━━━━━ Input records ━━━━━
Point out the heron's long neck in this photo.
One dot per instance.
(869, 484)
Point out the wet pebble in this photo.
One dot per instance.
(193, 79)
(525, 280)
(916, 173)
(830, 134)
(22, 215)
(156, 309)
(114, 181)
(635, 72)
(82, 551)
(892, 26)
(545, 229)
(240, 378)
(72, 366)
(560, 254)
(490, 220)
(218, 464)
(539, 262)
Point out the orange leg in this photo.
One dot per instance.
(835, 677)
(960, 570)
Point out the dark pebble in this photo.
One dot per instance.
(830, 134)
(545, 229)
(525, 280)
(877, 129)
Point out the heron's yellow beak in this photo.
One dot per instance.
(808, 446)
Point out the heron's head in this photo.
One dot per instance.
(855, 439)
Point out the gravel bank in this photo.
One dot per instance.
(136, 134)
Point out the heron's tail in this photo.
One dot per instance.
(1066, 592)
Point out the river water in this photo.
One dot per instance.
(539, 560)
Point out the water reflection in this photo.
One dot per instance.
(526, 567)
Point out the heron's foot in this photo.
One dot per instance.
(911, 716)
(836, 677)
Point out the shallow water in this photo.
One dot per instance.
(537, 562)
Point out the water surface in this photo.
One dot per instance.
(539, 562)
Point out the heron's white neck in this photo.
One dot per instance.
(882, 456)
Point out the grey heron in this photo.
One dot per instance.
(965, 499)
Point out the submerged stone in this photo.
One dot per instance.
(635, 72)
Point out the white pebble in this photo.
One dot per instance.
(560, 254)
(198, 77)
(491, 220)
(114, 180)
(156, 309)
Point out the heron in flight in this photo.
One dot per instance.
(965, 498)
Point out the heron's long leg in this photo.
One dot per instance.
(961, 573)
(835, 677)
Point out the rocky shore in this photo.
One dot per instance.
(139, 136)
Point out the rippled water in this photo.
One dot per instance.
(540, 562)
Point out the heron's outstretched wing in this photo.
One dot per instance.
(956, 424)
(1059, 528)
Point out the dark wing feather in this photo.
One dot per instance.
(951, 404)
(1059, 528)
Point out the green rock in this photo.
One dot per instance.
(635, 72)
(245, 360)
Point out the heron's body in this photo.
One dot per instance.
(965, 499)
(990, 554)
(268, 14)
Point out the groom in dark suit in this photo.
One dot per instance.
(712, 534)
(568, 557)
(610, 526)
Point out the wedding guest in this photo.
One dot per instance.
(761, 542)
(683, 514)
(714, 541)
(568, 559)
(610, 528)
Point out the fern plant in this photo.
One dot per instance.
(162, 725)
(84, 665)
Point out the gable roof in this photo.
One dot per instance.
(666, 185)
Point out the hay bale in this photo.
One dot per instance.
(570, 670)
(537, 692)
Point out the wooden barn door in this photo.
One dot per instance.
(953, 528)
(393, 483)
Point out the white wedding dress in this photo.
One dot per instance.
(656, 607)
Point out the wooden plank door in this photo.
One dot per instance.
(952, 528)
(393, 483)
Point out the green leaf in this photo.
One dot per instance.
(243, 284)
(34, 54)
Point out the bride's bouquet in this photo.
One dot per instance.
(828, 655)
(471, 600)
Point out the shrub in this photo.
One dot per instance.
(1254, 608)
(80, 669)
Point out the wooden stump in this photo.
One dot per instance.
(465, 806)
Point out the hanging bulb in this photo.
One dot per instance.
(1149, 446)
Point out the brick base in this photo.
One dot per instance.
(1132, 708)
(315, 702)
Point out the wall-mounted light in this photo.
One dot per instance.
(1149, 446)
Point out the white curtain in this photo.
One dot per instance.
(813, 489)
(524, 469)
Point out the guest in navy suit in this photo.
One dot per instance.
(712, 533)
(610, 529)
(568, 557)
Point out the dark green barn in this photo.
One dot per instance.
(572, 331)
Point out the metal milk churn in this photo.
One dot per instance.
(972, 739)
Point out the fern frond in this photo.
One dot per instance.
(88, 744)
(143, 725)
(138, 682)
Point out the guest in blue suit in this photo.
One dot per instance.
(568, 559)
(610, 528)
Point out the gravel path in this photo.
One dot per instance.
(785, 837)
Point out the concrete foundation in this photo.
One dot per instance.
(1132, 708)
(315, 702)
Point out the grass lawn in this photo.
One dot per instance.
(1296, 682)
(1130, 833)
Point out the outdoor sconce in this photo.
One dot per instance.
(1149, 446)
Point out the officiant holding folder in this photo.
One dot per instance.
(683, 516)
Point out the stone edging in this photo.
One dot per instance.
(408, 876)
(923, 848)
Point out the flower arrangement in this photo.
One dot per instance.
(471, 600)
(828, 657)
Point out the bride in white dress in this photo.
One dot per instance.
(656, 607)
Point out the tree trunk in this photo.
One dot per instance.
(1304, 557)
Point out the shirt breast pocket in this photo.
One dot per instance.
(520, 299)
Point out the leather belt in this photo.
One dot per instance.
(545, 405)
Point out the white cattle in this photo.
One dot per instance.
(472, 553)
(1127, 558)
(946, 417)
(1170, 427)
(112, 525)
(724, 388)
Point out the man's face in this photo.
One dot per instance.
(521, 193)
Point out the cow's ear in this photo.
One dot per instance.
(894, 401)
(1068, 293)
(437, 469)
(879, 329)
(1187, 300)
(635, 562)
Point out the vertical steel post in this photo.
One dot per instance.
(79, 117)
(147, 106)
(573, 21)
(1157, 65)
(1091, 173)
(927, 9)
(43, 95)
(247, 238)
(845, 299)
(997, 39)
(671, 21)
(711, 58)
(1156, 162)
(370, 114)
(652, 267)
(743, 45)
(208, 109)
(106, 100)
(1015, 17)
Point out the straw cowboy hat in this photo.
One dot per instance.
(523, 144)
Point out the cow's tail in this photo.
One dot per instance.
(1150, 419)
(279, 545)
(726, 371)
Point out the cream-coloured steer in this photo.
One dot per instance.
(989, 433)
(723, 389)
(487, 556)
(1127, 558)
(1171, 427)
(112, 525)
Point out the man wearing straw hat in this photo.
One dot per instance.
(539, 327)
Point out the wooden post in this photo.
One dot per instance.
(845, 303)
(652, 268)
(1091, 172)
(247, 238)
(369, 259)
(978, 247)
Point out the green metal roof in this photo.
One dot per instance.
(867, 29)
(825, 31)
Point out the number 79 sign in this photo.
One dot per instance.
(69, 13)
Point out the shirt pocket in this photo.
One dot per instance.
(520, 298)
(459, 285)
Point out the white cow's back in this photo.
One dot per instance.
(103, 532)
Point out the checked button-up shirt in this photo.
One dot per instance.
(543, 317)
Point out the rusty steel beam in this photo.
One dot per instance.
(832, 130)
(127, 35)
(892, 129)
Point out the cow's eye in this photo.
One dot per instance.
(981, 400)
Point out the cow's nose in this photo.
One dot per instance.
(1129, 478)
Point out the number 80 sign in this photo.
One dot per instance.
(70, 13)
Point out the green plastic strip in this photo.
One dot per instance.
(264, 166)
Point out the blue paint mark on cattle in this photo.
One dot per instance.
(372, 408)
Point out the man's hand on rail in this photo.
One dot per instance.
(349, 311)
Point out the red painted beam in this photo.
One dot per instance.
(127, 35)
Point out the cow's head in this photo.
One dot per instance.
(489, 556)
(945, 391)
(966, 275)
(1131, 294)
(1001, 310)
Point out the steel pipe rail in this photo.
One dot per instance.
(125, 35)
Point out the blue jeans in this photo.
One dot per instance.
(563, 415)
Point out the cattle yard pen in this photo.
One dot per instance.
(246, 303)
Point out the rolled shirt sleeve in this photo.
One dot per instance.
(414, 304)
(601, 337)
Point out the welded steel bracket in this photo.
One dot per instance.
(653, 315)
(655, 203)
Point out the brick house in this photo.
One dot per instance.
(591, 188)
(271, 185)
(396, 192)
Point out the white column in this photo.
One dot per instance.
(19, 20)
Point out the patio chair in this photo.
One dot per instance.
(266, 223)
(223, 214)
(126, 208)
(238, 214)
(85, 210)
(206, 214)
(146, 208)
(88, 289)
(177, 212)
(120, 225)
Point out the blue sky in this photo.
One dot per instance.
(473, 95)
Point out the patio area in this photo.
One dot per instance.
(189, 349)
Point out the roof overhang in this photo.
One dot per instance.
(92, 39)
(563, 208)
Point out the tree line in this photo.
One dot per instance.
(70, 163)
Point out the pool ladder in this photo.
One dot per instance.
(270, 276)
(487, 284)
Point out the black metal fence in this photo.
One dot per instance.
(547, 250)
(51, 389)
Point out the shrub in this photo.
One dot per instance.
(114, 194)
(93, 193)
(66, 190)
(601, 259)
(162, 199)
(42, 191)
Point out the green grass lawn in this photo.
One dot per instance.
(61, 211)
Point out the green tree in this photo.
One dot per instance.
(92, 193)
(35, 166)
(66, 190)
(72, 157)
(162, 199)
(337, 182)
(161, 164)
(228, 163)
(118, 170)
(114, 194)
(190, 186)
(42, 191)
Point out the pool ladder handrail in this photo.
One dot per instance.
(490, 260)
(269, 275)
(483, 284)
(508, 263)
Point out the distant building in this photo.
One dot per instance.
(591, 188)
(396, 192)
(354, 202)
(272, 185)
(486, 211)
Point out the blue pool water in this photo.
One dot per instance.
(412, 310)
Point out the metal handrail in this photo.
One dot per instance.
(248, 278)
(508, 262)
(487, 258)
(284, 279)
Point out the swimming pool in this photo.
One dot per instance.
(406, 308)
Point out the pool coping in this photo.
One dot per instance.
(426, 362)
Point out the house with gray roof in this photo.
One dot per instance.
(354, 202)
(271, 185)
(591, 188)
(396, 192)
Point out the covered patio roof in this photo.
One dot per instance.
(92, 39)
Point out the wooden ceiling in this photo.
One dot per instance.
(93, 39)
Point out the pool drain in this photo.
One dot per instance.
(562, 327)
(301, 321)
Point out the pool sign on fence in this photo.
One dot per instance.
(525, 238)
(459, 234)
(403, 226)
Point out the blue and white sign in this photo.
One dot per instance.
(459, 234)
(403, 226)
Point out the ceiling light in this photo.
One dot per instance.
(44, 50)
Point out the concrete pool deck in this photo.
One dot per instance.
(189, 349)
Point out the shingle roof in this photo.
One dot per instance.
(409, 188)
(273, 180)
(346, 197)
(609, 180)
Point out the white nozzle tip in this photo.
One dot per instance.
━━━━━
Problem to work on:
Return the stretch of entries from the line containing "Point out the heron's head in this photo." through the line containing "(1066, 592)", including both of those lines, reproduced verbatim and with nothing else.

Final answer:
Point out the heron's head in this photo.
One dot per instance.
(855, 439)
Point out the gravel bank in this photo.
One dot per instance.
(136, 134)
Point out the heron's tail in this photo.
One dot per instance.
(1066, 592)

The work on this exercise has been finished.